**WHAT TO WORK ON:** For this exercise, copy each line of the records that contains the word "surface".
╔══
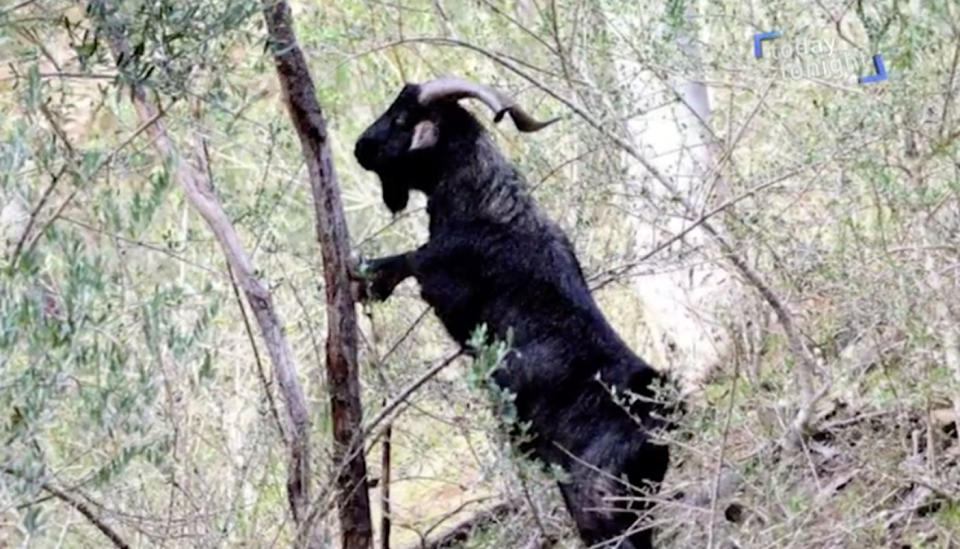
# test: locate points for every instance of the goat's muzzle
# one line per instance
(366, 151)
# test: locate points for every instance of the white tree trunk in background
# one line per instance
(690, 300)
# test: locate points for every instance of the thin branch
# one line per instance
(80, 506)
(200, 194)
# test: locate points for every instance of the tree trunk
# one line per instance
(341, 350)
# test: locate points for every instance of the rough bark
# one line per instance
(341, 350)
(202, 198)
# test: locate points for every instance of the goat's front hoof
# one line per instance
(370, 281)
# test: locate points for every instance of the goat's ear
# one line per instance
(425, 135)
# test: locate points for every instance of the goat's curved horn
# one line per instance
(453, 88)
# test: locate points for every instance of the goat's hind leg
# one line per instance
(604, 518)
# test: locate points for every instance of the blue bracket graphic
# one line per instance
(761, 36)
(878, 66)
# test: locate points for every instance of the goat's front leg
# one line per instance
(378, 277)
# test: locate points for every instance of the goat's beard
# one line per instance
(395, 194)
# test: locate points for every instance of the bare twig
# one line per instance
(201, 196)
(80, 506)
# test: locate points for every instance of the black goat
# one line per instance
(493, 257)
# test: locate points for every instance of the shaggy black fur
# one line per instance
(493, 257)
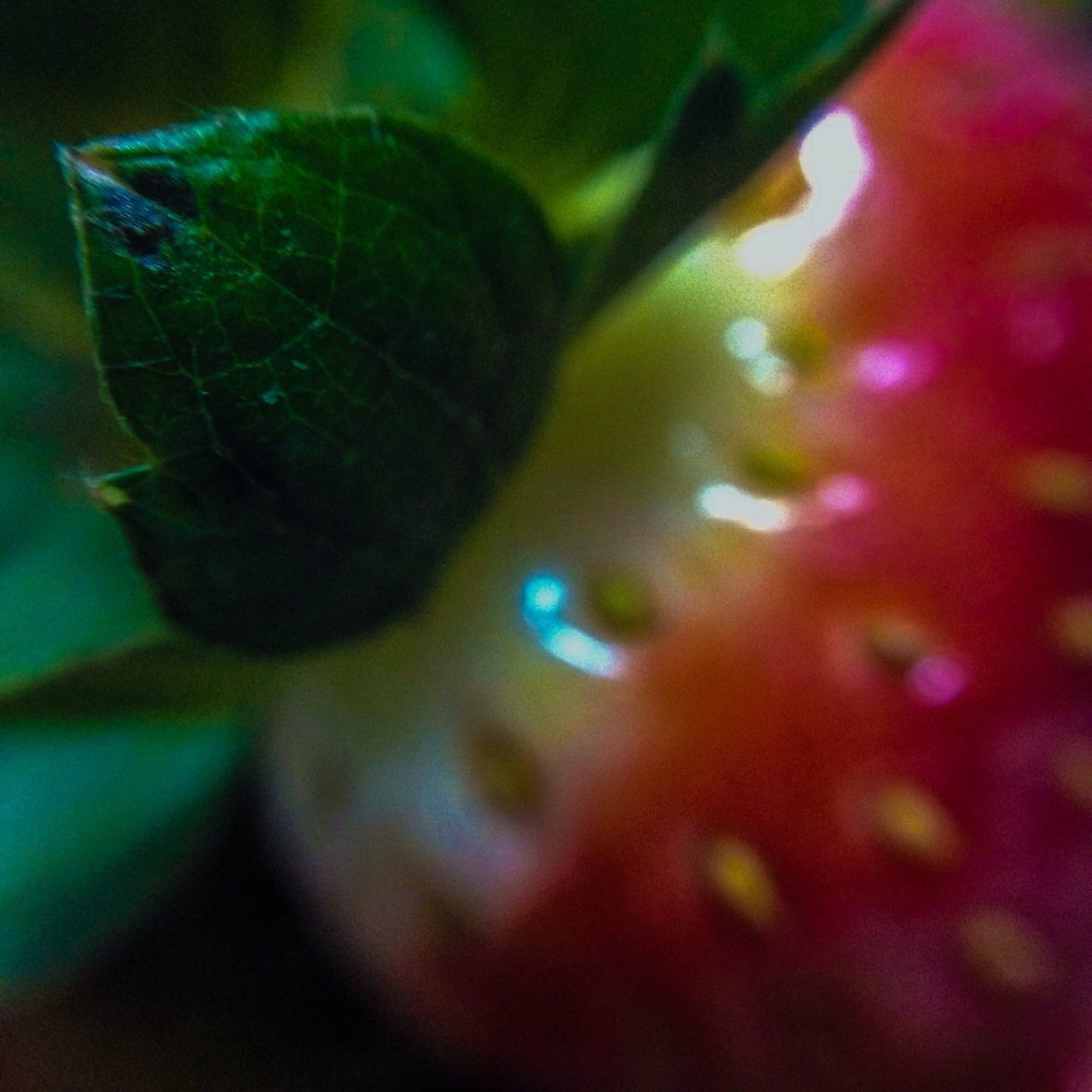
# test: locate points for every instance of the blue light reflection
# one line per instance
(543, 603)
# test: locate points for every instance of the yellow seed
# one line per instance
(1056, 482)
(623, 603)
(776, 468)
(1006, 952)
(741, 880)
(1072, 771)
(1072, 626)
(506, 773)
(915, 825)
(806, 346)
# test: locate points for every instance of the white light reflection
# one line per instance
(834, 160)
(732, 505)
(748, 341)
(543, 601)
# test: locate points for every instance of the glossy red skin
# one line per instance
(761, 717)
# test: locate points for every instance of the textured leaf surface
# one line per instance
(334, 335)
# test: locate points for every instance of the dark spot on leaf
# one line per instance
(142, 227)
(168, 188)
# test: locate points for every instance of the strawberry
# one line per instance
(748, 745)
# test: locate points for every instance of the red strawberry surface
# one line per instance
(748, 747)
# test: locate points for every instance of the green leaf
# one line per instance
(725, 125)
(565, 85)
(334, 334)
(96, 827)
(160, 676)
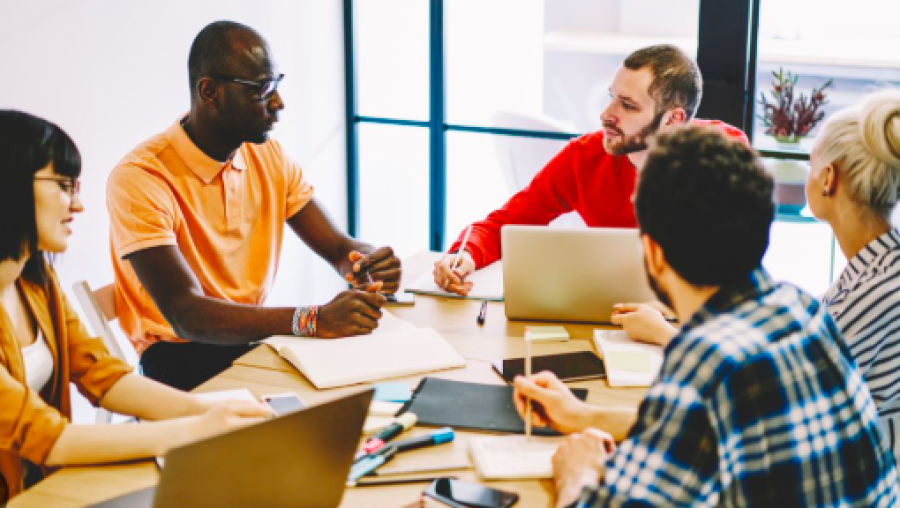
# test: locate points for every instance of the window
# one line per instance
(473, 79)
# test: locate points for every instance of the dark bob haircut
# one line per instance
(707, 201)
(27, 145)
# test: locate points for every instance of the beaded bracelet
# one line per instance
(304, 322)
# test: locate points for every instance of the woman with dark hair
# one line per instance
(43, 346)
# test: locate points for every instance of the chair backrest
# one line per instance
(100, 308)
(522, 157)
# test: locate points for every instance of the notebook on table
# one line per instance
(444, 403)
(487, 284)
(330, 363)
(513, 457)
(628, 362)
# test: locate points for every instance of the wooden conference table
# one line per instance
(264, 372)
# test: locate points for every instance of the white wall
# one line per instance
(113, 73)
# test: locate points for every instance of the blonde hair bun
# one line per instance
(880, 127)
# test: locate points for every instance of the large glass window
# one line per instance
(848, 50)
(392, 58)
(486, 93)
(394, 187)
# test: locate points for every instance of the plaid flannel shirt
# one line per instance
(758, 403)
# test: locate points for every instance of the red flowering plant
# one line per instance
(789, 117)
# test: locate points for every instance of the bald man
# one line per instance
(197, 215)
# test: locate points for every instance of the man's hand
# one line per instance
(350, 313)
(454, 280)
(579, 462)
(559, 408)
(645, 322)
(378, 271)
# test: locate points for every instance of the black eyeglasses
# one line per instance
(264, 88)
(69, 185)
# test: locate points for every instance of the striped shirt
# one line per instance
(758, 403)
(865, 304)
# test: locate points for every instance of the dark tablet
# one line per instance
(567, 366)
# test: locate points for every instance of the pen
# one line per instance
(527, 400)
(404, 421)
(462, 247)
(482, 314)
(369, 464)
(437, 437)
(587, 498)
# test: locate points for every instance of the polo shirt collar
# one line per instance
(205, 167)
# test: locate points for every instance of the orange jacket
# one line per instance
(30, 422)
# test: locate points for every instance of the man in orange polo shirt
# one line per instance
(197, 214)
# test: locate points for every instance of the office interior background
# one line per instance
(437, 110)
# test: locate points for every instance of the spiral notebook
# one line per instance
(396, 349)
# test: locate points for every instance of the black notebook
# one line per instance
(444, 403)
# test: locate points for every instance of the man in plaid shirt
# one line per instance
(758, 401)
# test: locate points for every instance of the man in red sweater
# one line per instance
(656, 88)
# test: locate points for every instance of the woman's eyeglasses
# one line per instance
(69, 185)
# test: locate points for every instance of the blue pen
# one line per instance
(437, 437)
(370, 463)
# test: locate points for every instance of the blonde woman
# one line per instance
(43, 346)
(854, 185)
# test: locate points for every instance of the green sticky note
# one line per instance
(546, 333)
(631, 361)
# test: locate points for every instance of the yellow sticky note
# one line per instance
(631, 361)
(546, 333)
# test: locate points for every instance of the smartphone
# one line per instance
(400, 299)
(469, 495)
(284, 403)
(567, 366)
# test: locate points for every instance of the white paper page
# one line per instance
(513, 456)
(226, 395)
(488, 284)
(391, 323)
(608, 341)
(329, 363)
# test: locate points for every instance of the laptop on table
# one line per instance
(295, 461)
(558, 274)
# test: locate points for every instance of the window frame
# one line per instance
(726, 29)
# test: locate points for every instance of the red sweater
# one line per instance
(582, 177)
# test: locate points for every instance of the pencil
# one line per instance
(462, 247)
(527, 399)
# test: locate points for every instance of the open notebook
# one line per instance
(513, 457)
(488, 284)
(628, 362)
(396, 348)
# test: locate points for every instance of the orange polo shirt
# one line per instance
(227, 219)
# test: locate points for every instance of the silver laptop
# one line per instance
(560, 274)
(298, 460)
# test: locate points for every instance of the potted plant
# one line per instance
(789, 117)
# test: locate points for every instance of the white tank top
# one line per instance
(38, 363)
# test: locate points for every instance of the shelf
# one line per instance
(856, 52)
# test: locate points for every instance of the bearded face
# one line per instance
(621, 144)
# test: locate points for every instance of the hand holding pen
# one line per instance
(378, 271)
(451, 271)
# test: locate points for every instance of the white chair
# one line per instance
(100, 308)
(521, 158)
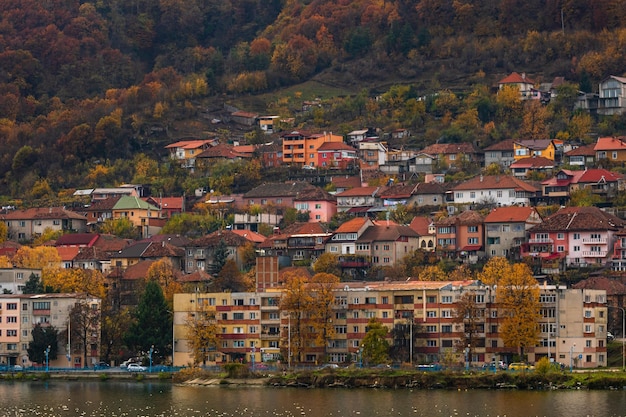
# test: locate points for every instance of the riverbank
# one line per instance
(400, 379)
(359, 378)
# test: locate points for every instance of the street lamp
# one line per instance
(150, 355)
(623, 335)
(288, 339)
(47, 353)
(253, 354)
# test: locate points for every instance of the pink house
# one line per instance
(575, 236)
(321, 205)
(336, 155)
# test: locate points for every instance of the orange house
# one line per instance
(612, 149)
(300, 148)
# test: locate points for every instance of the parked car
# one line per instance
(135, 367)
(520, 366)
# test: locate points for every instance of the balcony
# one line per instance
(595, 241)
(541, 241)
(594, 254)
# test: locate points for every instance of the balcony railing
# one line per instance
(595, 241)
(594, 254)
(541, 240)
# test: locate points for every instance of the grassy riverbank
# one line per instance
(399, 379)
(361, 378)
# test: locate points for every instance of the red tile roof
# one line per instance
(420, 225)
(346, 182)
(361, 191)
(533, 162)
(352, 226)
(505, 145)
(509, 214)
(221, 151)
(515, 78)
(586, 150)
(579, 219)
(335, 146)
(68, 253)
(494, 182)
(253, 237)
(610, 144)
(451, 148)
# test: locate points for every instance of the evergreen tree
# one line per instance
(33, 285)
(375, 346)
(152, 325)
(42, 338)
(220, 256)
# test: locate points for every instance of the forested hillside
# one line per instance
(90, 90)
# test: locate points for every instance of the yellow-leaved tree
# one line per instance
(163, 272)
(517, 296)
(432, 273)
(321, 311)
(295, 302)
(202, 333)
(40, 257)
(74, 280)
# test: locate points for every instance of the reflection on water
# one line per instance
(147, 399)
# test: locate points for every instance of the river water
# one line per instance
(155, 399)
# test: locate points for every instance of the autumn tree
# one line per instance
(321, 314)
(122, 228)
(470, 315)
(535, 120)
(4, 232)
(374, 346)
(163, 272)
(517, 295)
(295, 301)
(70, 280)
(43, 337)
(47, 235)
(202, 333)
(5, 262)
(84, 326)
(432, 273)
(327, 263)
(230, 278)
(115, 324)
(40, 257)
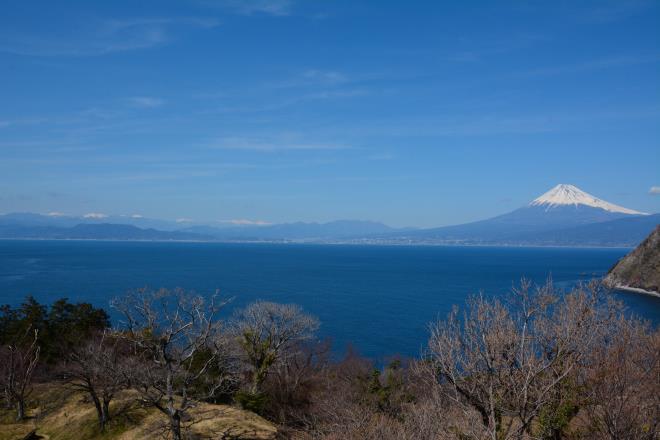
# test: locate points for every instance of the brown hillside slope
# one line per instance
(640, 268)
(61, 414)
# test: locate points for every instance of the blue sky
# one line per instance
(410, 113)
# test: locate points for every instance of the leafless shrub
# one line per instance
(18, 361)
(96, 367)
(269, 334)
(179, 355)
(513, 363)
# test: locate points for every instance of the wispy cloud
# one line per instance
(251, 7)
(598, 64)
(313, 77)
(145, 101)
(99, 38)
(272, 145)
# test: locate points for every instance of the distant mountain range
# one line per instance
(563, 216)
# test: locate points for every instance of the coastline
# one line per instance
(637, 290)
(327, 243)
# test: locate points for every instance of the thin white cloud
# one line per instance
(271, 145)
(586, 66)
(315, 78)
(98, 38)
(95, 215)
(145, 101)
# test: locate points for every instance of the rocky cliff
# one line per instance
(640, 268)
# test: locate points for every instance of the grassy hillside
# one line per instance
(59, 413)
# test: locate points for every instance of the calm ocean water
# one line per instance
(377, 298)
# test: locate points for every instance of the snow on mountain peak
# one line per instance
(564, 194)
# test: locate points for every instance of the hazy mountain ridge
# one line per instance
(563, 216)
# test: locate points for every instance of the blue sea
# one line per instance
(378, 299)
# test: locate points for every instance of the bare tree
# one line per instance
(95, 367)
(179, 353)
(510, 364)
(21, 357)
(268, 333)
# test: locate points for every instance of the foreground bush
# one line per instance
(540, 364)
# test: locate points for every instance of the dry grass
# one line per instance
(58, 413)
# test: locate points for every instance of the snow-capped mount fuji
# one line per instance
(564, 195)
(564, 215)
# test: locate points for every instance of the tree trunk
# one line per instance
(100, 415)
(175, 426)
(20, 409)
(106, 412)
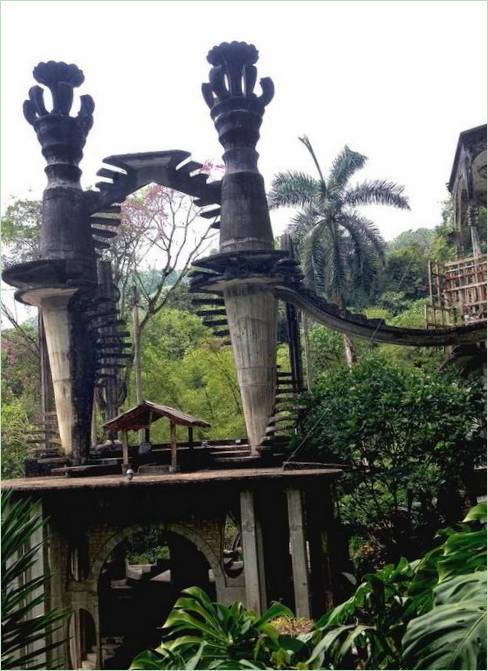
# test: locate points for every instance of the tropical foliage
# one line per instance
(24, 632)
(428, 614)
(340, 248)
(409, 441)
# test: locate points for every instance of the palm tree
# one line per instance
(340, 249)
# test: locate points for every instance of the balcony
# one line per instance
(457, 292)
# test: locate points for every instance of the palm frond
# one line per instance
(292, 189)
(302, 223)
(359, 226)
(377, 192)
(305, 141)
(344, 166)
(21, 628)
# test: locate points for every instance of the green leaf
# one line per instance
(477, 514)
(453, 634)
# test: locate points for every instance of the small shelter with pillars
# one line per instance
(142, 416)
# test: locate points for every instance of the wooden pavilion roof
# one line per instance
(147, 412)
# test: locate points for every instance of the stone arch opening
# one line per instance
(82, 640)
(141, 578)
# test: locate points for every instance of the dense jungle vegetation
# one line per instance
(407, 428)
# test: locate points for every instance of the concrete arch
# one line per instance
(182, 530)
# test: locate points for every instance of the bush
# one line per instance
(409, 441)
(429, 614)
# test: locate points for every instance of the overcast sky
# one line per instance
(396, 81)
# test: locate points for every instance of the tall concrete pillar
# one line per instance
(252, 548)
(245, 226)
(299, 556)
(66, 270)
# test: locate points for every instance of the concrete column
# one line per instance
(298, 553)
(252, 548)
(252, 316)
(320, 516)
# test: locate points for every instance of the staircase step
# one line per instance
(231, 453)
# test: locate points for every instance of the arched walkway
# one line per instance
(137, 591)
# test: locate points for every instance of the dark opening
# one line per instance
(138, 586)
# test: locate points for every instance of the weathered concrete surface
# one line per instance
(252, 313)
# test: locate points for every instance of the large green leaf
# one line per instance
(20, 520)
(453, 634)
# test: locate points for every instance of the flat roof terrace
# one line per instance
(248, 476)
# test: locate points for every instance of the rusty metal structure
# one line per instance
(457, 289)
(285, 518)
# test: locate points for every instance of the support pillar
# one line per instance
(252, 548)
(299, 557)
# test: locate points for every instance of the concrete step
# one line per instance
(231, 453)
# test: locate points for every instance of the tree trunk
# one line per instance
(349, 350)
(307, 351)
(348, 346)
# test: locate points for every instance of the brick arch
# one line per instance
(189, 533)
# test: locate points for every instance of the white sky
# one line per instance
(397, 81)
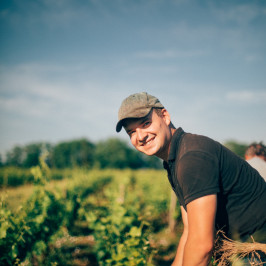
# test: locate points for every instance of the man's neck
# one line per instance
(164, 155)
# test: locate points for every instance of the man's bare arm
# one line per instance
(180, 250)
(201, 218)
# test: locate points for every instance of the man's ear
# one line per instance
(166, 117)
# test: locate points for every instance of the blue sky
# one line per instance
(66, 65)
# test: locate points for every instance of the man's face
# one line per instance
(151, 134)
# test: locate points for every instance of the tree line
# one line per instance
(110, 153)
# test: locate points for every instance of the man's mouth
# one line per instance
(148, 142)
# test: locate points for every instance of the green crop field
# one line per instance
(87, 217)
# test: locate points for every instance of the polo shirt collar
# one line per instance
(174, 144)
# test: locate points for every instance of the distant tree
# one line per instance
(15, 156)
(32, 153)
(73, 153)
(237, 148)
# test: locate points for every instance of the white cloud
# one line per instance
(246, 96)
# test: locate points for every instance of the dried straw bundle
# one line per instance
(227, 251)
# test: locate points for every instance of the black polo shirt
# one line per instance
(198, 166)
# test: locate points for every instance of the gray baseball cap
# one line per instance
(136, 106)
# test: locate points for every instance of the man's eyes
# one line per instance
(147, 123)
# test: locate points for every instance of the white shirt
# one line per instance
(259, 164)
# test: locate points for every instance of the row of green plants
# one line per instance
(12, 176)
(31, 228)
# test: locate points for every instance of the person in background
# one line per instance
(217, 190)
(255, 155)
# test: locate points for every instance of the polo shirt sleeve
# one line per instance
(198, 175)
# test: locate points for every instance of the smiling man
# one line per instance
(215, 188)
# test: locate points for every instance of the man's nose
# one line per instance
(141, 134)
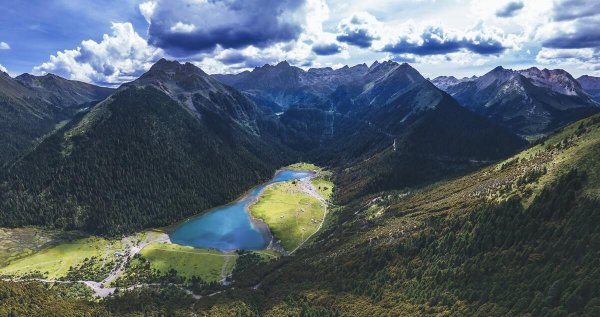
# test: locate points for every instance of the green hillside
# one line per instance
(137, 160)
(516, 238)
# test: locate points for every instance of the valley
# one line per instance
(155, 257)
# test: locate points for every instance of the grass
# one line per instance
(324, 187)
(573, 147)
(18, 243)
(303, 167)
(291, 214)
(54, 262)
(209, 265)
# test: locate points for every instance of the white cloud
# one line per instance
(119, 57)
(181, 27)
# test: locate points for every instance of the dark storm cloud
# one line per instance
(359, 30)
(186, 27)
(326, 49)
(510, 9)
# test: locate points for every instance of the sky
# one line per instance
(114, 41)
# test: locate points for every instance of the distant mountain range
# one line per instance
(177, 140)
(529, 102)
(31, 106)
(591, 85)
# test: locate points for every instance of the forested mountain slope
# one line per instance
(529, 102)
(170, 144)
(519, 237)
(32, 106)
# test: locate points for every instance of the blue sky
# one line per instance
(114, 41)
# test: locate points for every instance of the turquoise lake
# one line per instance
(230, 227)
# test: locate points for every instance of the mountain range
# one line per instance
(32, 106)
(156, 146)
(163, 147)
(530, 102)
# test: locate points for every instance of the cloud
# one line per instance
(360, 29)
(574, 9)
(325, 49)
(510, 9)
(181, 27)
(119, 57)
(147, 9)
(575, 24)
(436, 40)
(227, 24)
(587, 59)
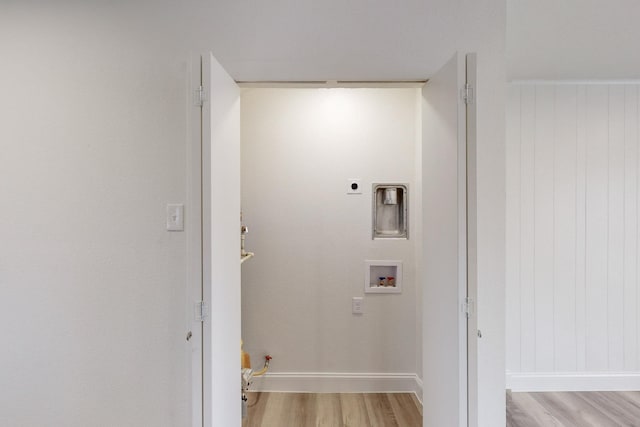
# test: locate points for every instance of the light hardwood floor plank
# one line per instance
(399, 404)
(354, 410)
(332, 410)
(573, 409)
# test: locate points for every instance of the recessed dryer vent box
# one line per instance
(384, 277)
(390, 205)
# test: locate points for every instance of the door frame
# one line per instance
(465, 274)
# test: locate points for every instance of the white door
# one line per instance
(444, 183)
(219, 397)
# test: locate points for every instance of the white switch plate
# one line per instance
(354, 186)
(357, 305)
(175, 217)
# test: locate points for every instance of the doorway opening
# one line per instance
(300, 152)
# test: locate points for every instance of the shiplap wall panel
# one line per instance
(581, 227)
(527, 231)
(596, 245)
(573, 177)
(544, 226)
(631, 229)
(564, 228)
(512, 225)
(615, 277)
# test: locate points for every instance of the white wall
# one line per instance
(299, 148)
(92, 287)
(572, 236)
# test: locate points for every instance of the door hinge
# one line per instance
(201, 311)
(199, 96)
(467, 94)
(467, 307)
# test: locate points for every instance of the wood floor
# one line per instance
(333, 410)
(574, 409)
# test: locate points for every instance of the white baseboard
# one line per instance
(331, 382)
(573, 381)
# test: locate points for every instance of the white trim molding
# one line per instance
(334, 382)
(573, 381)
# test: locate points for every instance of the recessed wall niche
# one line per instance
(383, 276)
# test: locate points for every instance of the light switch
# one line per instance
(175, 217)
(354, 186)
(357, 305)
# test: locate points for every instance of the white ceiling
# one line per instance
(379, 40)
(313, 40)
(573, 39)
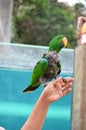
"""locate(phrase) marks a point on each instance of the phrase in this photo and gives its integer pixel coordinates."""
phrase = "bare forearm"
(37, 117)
╚══
**SOLUTION TO THIS TASK:**
# test: locate points for every instance of the textured leaf surface
# test: locate points for every instance of the red strawberry surface
# test: locate points for every instance of the weathered concrete surface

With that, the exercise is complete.